#### Passage shown
○ ○ ○ ○ ○ ○ ○

It’s October 1 and it’s that time of year when pink will be popping up everywhere in support of Breast Cancer Awareness Month. While many of us think we’re doing a noble thing by buying pink shoes, pink bracelets and pink buckets of fried chicken, “pinkwashing” is often just a marketing ploy to sell more products. Often times, it’s only a slim percentage that makes it to the cause. Sure, there are companies who donate 100% to breast cancer research or patients, but how do you really know if it’s real or just a scam? Just ask four questions.
The National Breast Cancer Coalition in Washington, D.C. has a goal of ending breast cancer by 2020, but is “Pinktober” really helping us get there? This year, 200,000 women will be diagnosed with breast cancer . It’s the second most common cancer and more than 40,000 women will die of the disease, according to the CDC.
Not that awareness isn’t good (it is), and not that wearing pink is wrong (it’s not). But before you buy into the pinkwashing this month, arm yourself with these critical questions to ask before you buy pink, according to Think Before You Pink:
1. Does any money from this purchase go to support breast cancer programs? How much?

○ ○ ○ ○ ○ ○ ○

#### Required work
• A. List every pink product that the pinkwashing passage says people buy.
• B. Reproduce the pinkwashing passage from "Not that awareness" up to and including "programs? How much?".

[Dataset entries]
○ ○ ○ ○ ○ ○ ○

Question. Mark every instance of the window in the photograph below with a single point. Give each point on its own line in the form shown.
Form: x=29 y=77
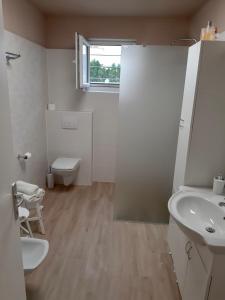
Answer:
x=98 y=62
x=105 y=65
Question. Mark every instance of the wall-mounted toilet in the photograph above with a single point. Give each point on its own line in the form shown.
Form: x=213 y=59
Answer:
x=65 y=170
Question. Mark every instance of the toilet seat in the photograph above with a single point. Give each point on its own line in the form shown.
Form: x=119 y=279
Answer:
x=65 y=164
x=65 y=170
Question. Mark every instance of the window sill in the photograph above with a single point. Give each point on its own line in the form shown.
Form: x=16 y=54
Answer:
x=103 y=89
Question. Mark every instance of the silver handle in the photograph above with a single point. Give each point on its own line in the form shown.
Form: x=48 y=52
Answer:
x=181 y=123
x=188 y=248
x=17 y=200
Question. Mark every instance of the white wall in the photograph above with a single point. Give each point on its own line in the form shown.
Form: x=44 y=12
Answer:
x=61 y=91
x=27 y=80
x=76 y=143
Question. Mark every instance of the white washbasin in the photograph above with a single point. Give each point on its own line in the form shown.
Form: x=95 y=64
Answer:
x=200 y=217
x=34 y=252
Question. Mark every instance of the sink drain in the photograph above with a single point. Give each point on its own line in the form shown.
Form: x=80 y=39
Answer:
x=210 y=229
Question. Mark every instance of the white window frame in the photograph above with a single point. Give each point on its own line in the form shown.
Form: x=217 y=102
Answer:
x=80 y=41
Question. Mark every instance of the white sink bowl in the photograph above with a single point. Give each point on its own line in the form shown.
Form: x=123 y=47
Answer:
x=34 y=252
x=200 y=217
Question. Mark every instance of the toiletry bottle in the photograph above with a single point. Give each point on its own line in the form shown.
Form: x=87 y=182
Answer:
x=209 y=31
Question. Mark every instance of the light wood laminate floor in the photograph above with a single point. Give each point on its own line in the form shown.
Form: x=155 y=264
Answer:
x=92 y=257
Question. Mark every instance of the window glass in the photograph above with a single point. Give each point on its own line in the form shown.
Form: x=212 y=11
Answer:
x=105 y=64
x=85 y=63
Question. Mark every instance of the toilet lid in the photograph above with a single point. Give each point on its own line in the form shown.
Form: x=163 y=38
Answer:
x=64 y=163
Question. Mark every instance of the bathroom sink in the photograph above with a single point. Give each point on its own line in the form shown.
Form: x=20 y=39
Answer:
x=200 y=217
x=34 y=252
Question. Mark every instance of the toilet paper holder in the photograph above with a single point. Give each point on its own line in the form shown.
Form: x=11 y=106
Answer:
x=24 y=156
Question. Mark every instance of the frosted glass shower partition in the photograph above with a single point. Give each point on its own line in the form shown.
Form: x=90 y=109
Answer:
x=151 y=91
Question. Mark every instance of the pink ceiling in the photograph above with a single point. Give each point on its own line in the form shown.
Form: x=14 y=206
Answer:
x=119 y=7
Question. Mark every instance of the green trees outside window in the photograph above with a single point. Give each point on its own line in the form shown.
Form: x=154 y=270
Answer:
x=104 y=74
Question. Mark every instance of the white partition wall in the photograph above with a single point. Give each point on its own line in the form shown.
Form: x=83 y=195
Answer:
x=152 y=83
x=71 y=142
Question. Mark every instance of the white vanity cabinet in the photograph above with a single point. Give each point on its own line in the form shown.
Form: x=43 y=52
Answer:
x=201 y=146
x=200 y=273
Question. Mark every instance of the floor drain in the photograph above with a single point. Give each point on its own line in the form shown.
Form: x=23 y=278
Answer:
x=210 y=229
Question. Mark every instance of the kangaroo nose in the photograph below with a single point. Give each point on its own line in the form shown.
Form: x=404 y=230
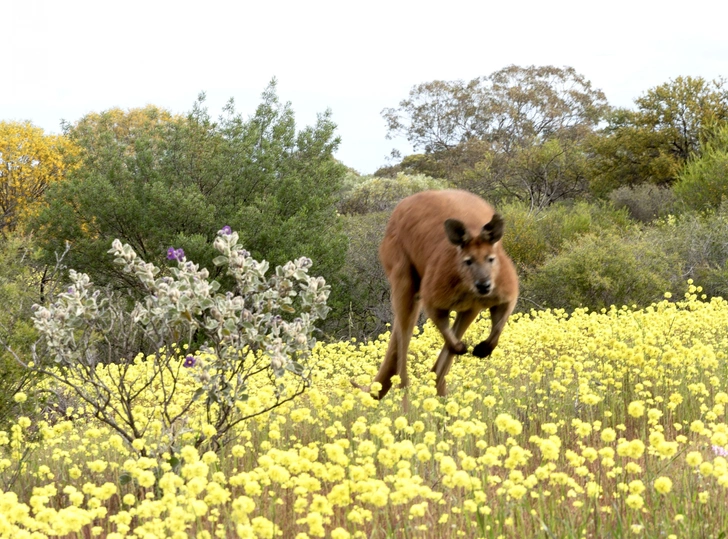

○ ○ ○ ○ ○ ○ ○

#### Answers provided
• A.
pink shoes
pink bracelets
pink buckets of fried chicken

• B.
Not that awareness isn’t good (it is), and not that wearing pink is wrong (it’s not). But before you buy into the pinkwashing this month, arm yourself with these critical questions to ask before you buy pink, according to Think Before You Pink:
1. Does any money from this purchase go to support breast cancer programs? How much?